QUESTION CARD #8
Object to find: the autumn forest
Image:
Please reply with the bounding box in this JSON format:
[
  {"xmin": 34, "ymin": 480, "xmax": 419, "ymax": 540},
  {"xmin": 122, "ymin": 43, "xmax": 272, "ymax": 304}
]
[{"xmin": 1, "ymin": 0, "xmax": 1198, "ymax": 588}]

• • • • • • •

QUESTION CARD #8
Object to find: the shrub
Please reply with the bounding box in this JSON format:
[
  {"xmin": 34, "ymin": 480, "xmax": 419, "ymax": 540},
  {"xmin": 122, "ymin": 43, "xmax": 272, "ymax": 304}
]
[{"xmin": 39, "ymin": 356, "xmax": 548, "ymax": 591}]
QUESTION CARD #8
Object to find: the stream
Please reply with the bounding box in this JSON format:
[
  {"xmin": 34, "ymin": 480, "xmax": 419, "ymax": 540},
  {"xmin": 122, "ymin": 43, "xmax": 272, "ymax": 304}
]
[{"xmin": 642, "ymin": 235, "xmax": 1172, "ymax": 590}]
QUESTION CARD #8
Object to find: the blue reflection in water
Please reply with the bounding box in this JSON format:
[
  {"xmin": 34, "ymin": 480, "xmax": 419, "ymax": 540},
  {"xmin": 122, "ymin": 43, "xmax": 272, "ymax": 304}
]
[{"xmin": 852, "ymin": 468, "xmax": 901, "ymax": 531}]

• • • • • • •

__PROBLEM TO SOLVE__
If a line in the entries includes the word "Object", copy that line out.

__ANSWER BOX__
Object to find: the autumn forest
Object to find: the shrub
Object to find: the stream
Object to find: the blue reflection in water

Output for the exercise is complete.